> [Task goal]: Reproduce every line of the records below, requests included, but shift each coordinate in the answers by adding 34 to it. Omit the pictures from your output.

> [Position identification records]:

•••••

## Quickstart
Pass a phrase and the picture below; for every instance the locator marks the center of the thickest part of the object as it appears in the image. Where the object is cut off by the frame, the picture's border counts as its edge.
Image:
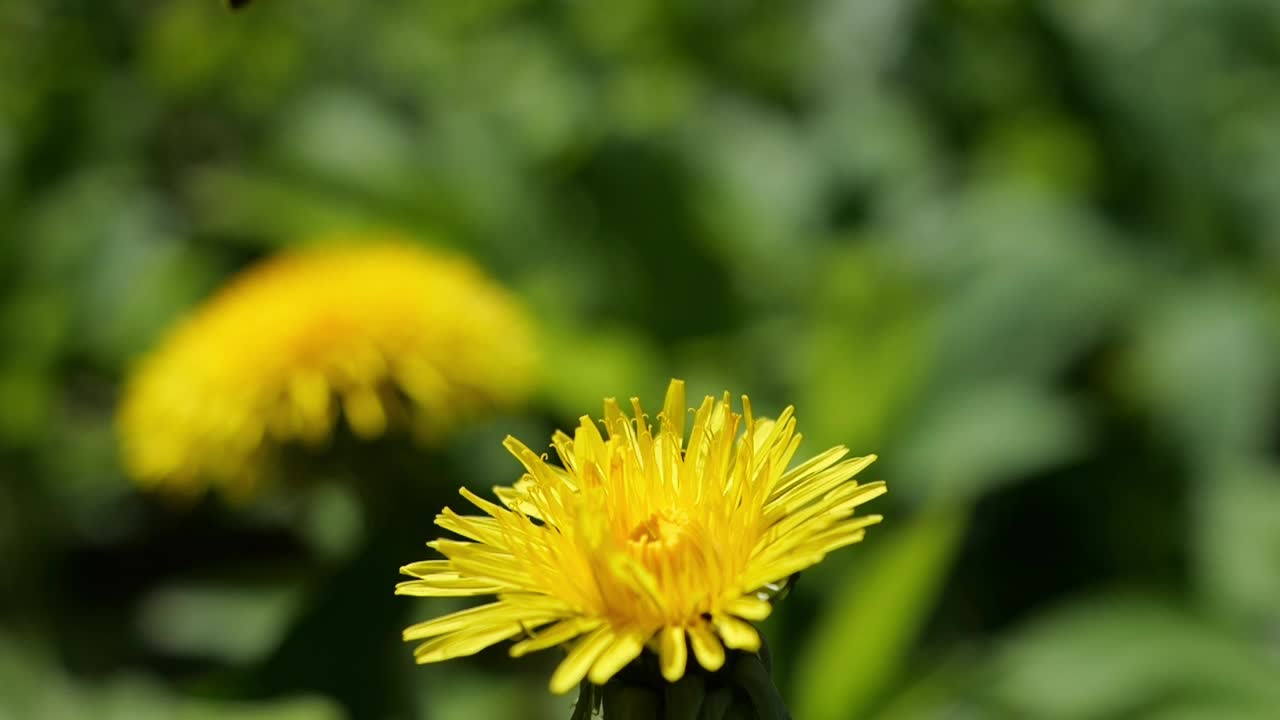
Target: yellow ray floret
(641, 538)
(379, 332)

•••••

> [Task answer]:
## Quickstart
Pass a phrase and the picture below; for every instance the locator marks the center of the thickest part of the object as it appears in the image. Where the object is cut off by the frame, the picture's border counts as its edge.
Image:
Target: yellow ray floret
(675, 572)
(413, 366)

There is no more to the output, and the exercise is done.